## Records provided
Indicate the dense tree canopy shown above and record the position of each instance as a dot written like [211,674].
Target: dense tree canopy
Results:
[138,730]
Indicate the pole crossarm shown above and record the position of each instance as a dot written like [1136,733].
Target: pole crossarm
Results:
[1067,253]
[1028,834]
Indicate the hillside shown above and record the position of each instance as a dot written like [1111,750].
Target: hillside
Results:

## Task brief
Rewrite all the entries above with each "Indicate" changed to "Mark", keeping every other word and line the same.

## Task answer
Mark the dense tree canopy shown above and record the position of each instance as a dot written like [211,674].
Target: dense tree canopy
Results:
[138,730]
Mark the pole crossarm shown above and record the position of each instance as a dot written like [1136,733].
Target: pole crossarm
Results:
[1067,253]
[1028,834]
Mark the hillside shown above and record the position of each instance as a dot written like [1111,750].
Target: hillside
Results:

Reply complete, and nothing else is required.